Work instructions
The lines to extract begin at the one containing "at the dark" and run to the end of the listing; set them down exactly and alone.

[Opening Data section section]

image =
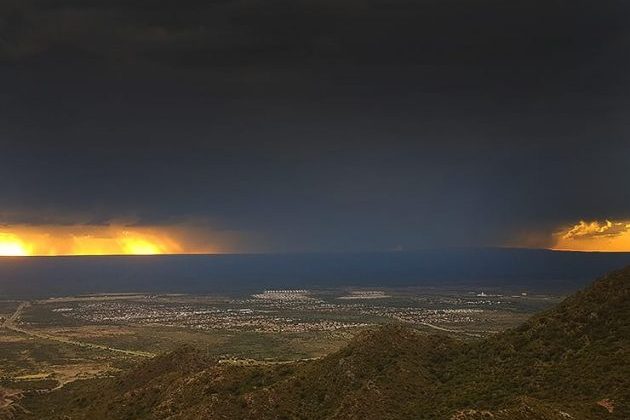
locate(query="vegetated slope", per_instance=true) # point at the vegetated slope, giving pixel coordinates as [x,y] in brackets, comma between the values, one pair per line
[569,362]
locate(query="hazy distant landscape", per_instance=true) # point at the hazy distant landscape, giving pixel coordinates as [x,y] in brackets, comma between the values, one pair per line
[536,270]
[60,350]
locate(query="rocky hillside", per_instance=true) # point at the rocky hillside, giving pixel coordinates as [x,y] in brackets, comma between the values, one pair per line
[570,362]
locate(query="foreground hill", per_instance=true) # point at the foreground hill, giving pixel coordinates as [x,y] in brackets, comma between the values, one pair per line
[569,362]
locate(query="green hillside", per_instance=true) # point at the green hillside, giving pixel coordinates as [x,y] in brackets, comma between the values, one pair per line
[569,362]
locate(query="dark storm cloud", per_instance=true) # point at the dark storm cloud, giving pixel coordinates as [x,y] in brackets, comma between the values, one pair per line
[320,124]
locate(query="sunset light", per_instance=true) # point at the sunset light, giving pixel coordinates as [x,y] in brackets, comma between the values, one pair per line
[11,246]
[88,240]
[603,236]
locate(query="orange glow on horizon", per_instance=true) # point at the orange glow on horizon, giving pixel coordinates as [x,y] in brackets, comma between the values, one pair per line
[92,240]
[594,236]
[11,245]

[Closing Data section section]

Result of this task
locate(query="dark storm cloud", per_instance=true) # point at the dark storm cloud, giving pixel coordinates as [x,y] in brackets, comma between the values, one pair per line
[320,124]
locate(query="sunset light", per_instance=true) # point at the sunset light, giving pixel coordinates as [x,y] in brackets, comma between the values, one pair per line
[11,246]
[88,240]
[603,236]
locate(query="orange glow on horizon", per_instance=true) # point at the orange glow on horizon, giving pixel coordinates as [x,y] in brackets, comma between the values, one pair per line
[92,240]
[594,236]
[11,245]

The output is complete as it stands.